**Your assignment:**
Pull out each line below that contains the word "negative", and copy those lines unchanged.

--- Data for processing ---

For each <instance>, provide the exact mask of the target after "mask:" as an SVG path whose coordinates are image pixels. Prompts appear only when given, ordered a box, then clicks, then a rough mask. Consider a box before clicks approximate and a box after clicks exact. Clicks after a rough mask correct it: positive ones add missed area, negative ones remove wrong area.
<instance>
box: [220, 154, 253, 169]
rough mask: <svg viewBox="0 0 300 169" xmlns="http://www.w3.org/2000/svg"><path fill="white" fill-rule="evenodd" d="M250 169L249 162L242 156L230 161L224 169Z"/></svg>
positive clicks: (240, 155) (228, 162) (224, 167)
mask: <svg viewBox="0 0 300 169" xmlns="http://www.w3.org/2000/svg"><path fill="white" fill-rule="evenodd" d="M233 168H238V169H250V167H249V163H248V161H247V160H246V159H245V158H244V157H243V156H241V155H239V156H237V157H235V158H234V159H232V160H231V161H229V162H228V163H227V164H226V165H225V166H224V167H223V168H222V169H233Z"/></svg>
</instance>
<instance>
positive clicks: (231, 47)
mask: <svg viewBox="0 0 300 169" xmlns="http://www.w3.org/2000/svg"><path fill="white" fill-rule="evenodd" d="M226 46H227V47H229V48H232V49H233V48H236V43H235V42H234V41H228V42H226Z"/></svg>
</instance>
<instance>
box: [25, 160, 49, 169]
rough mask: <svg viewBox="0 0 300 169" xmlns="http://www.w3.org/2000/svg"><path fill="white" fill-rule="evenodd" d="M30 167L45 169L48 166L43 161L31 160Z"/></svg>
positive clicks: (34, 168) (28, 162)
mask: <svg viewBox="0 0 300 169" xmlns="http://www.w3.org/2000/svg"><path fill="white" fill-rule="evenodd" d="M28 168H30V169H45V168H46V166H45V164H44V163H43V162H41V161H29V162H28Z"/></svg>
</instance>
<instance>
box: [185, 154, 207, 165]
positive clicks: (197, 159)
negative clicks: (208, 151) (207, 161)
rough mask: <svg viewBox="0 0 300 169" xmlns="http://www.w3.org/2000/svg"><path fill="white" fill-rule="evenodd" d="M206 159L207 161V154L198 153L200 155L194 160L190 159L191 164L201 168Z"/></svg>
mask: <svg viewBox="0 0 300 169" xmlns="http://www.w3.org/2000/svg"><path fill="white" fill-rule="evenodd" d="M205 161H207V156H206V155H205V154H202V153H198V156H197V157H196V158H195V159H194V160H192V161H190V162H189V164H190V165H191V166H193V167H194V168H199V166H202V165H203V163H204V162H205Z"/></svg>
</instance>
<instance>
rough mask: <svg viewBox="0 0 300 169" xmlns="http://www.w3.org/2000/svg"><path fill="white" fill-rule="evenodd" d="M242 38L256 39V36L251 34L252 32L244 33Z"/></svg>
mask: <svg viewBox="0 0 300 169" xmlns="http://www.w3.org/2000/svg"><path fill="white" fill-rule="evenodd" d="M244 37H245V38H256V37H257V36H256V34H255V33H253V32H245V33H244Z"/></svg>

---
--- Data for processing ---

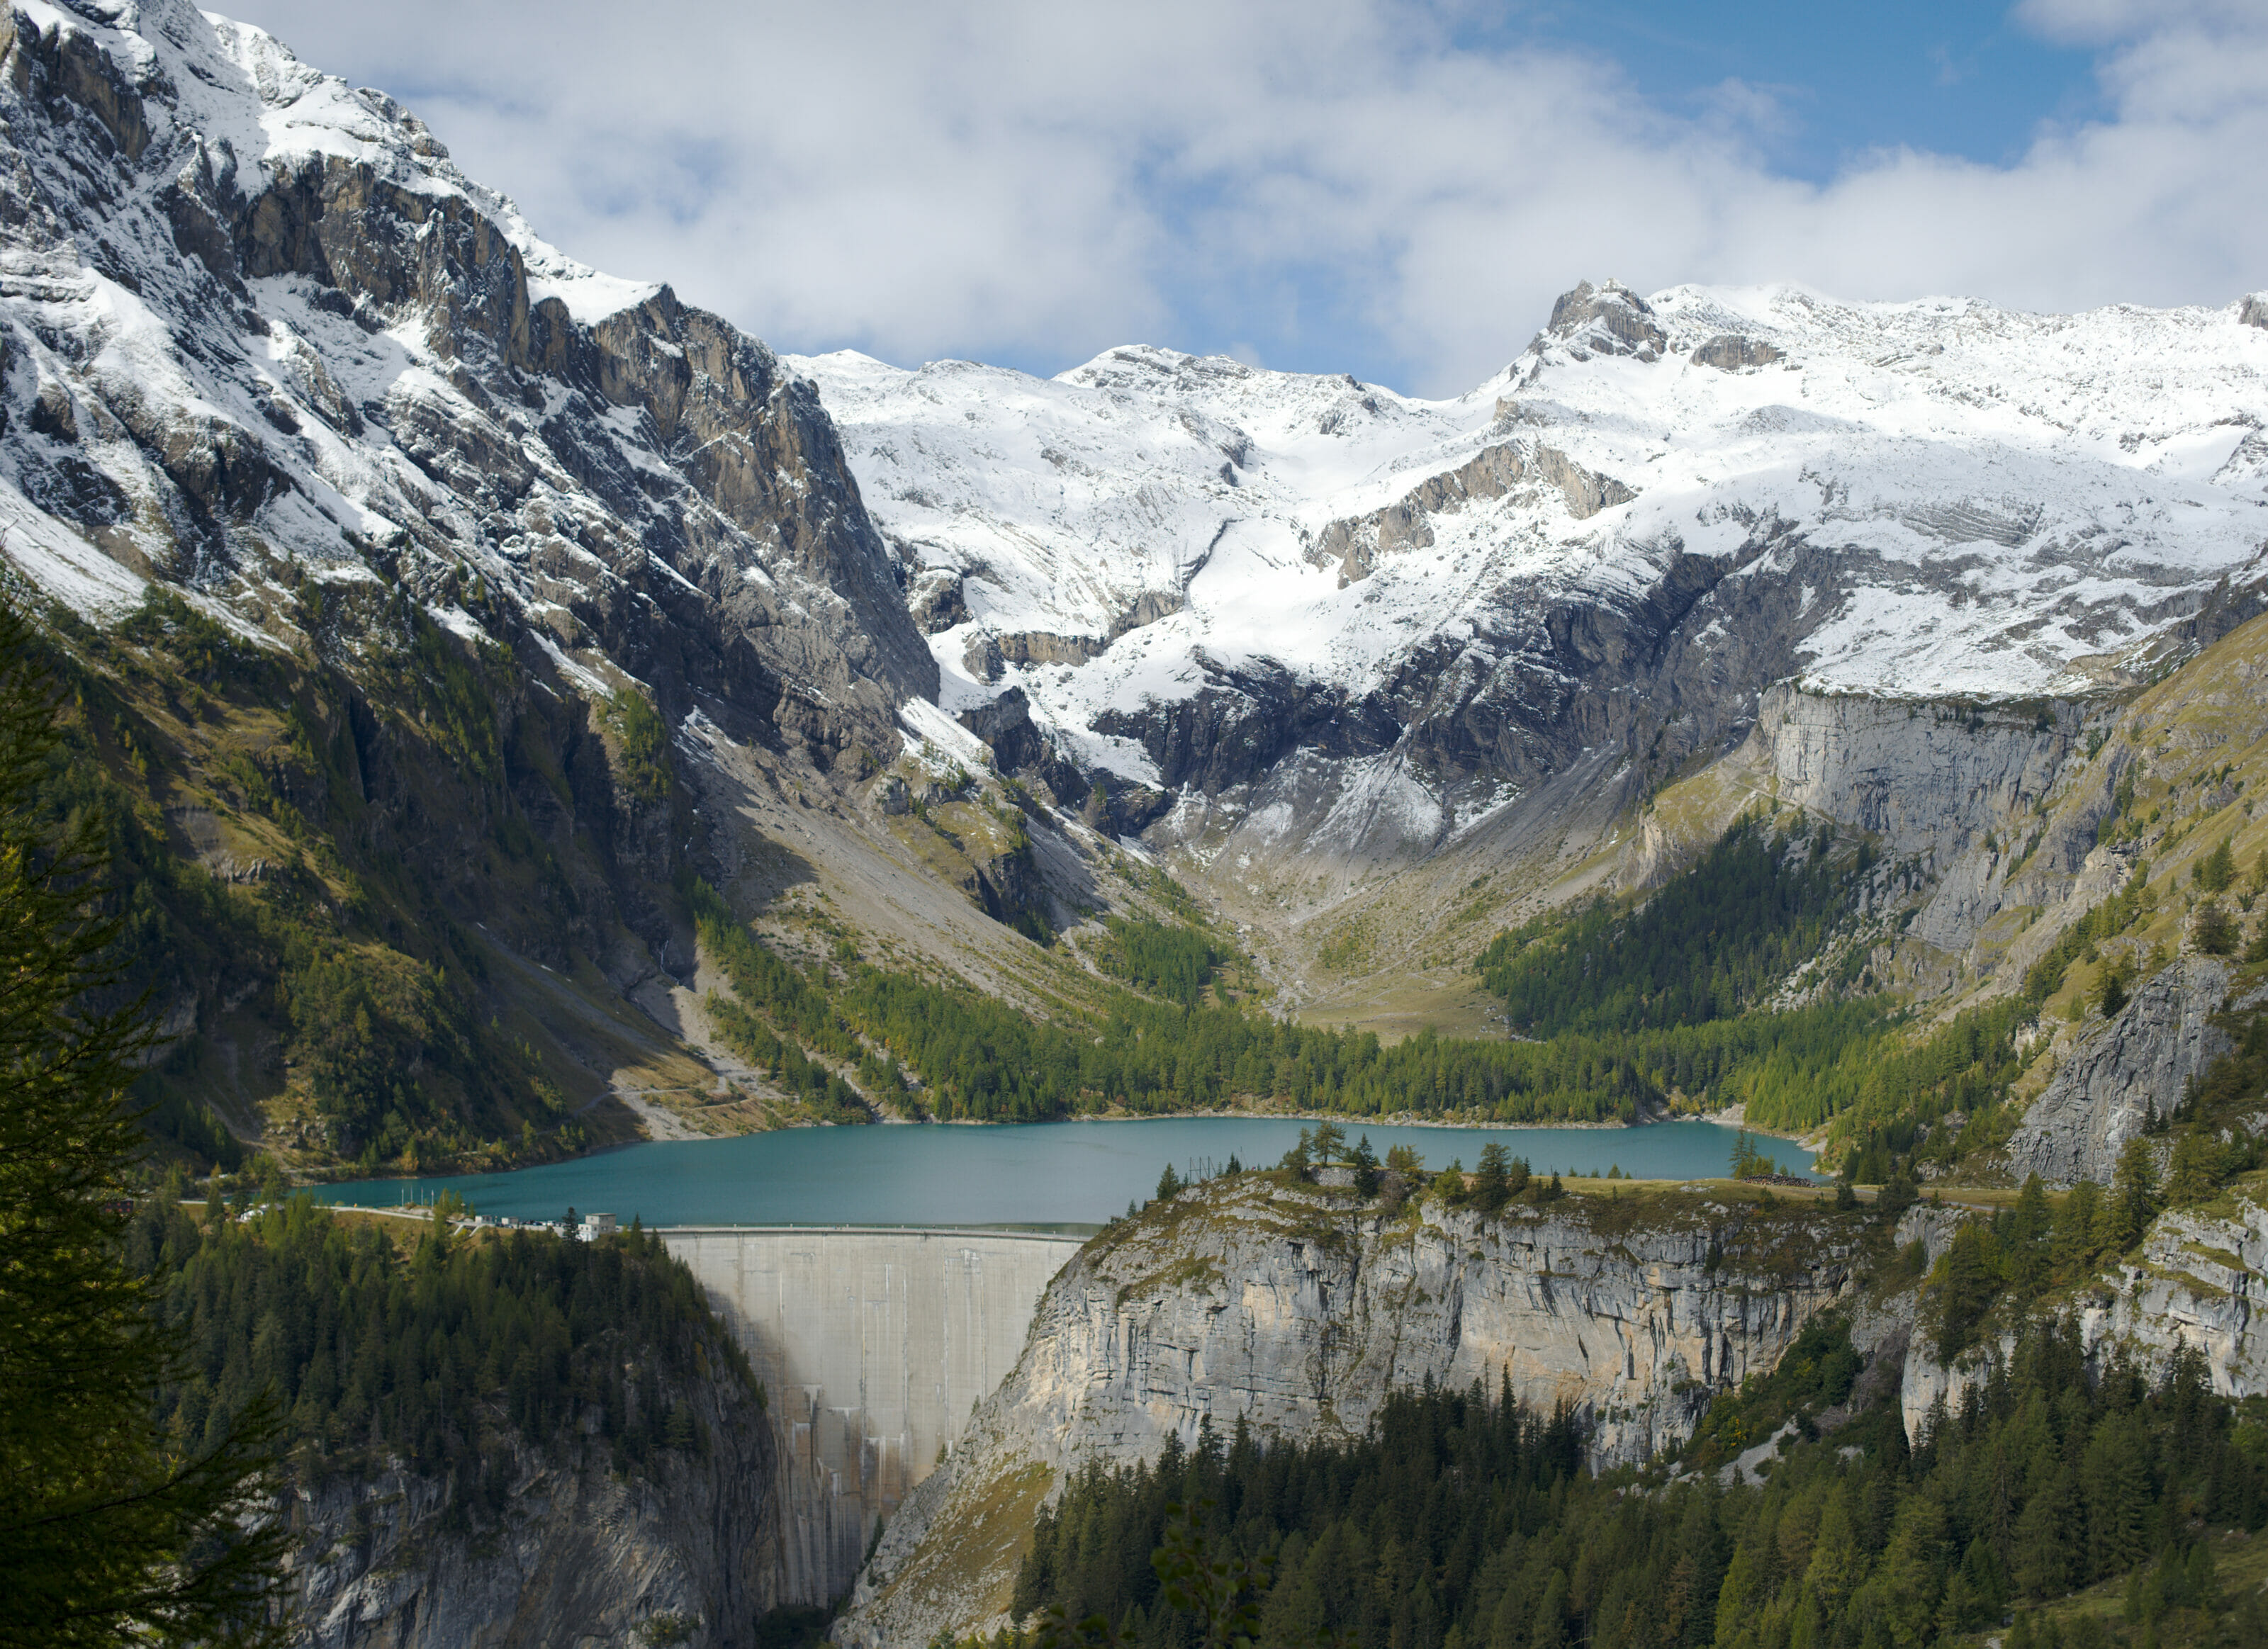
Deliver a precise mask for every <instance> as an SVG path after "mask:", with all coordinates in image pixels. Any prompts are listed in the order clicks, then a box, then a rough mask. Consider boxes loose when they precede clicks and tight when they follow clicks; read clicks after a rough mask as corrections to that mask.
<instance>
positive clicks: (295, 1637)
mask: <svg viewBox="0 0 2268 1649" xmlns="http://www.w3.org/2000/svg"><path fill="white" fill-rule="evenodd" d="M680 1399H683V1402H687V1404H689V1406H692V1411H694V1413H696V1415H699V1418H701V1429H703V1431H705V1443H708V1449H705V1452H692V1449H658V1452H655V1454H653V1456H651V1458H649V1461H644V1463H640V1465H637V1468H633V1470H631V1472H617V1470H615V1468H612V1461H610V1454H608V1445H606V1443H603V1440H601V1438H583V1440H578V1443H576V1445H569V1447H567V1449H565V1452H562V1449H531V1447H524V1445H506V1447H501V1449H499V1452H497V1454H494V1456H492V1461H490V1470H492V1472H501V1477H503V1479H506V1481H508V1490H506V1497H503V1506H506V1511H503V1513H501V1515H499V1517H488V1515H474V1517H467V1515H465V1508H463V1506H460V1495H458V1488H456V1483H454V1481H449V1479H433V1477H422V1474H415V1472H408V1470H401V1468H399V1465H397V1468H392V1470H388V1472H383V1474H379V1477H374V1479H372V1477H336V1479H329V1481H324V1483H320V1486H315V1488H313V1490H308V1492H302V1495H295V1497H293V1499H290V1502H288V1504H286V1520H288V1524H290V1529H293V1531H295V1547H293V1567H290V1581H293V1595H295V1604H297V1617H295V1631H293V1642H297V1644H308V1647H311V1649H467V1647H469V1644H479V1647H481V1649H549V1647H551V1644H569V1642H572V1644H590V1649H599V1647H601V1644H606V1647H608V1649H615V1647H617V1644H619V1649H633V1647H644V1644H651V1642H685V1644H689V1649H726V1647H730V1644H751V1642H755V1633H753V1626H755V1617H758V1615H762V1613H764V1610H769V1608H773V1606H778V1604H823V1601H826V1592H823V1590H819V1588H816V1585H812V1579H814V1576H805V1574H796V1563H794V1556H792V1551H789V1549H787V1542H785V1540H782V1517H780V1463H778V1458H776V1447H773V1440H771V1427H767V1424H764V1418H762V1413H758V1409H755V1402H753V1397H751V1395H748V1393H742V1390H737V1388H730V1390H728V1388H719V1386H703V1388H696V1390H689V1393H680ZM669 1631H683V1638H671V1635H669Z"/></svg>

---

**Worked solution:**
For each <instance>, provide the exact mask of the target after "mask:" as an SVG path whose coordinates are image pixels. Prompts appear only when given, ordered a box, then clicks, then a rough mask. Consider a box before clicks approximate and a box after clicks exact. Clicks after a rough mask correct it: positive ones add missed area, negative ones remove wrong area.
negative clicks: (208, 151) (207, 161)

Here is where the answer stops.